Um ataque terrorista mata quase toda a família da adolescente Maxi. Revoltada com a incapacidade da polícia em encontrar culpados, ela se aproxima de Karl, o líder carismático de um grupo de extrema-direita que prega a deportação dos imigrantes e uma Europa branca. Maxi se sente acolhida pelo grupo, mas quando perceber as verdadeiras ideias por trás do movimento, talvez seja tarde demais.

Crítica

Je Suis Karl (2021) parte da constatação que as ideias de extrema-direita adquiriram uma aparência nova no século XXI. Ainda existem raros nazistas “tradicionais”, que veneram a suástica, Hitler, os slogans e gestos típicos do Terceiro Reich. No entanto, esta ideologia se tornou menos chamativa e espetacular. Os indivíduos que se identificam com esta forma de pensamento não precisam usar as máscaras da Ku Klux Klan - talvez vistam o terno e gravata de um burocrata qualquer; a roupa casual do vizinho ao lado. O “neoconservadorismo” alemão soube retirar pautas ostensivamente violentas do discurso, enquanto o Front National francês ganhou um rebranding, como diriam os publicitários: quando Marine Le Pen sucedeu ao pai Jean-Marie na liderança do partido, deixou de atacar explicitamente os negros, árabes e parou de dizer que “O Holocausto foi um detalhe da história”, como gostava de afirmar o pai. Na ambição de ocuparem o governo, estes líderes adquirem uma roupagem sedutora, repleta de termos vagos nos quais se inserem propostas discretamente agressivas. Neste longa-metragem, o grupo fictício Re/Generação propõe que as pessoas possam se defender, se sentir seguras, constituir família entre europeus capazes de se reconhecer um no outro. A religião e a raça sequer são citadas, embora os cartazes em defesa de uma “nova Europa” contenham apenas retratos de pessoas brancas.

Informações fornecidas ▸

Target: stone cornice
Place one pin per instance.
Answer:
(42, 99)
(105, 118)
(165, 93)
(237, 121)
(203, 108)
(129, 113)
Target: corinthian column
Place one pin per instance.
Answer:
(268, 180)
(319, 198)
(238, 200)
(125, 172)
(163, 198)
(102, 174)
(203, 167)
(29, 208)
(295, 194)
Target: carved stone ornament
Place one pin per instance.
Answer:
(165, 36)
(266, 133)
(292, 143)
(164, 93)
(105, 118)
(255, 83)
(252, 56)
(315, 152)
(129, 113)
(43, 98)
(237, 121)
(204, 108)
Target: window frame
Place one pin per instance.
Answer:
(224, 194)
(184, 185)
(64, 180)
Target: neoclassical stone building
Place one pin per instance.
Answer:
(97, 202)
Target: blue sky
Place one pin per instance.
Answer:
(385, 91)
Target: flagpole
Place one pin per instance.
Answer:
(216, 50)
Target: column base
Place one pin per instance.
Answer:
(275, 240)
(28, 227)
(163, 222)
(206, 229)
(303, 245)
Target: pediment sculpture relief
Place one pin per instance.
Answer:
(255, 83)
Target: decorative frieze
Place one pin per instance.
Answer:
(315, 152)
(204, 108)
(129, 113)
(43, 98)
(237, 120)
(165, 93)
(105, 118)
---
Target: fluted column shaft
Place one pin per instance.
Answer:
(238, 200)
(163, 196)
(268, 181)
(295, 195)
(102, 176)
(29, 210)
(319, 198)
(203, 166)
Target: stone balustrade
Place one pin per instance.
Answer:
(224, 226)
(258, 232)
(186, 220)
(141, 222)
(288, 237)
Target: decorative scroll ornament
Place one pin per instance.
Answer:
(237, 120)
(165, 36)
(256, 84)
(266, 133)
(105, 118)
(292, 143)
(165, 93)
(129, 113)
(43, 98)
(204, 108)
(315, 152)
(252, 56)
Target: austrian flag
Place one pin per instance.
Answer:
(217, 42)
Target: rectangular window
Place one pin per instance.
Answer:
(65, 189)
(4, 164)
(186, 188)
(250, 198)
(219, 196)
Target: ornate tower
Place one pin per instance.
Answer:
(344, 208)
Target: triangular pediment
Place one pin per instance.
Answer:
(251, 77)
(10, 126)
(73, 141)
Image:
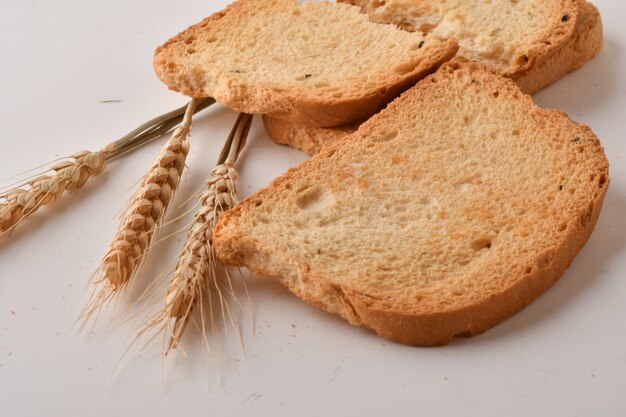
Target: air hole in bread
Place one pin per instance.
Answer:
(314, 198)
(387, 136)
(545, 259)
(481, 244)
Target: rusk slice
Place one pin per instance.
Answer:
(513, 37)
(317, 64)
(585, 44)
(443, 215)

O que se pede ▸ Dê continuidade à crítica do filme Je Suis Karl a partir da última frase do trecho. O material apresentado provém de uma fonte distinta da do trecho.

Resposta escrita ▸
O filme estuda a origem deste pensamento e sua retórica contemporânea, marcada por eufemismos, deturpações e uma aparência fraterna, ao invés de ofensiva - por isso, os ataques terroristas são conduzidos às escondidas. Assim como ocorreu na ditadura militar brasileira, quando os próprios agentes do governo conduziram o atentado do Riocentro para responsabilizar a esquerda, são os neonazistas que explodem prédios para culparem imigrantes pela insegurança. Este posicionamento se alimenta do medo, precisando estimular a fragilidade - em outras palavras, criar o problema para vender a solução. Por isso, o roteiro elege como protagonista o símbolo mais evidente da condição da vítima branca: Maxi (Luna Wedler), sobrevivente de um atentado a bomba que matou a mãe e os irmãos pequenos. O diretor Christian Schwochow toma a precaução de esclarecer desde o princípio que a explosão foi coordenada pela Re/Generação, sem estimular sentimentos punitivos anti-árabes, nem manipular o espectador pelo prazer da descoberta dos culpados. O cotidiano da organização é acompanhado de evidente olhar crítico em relação aos seus atos. Maxi se sente acolhida pelo rapaz charmoso, dotado de boa oratória, fornecendo uma família simbólica, visto que perdeu a sua. Quando alguém dispara um “Sieg Heil” na multidão, o porta-voz Karl (Jannis Niewöhner) contesta imediatamente: “Isso foi antes! Agora é diferente!”. Há discordância quanto à aparência, não à essência.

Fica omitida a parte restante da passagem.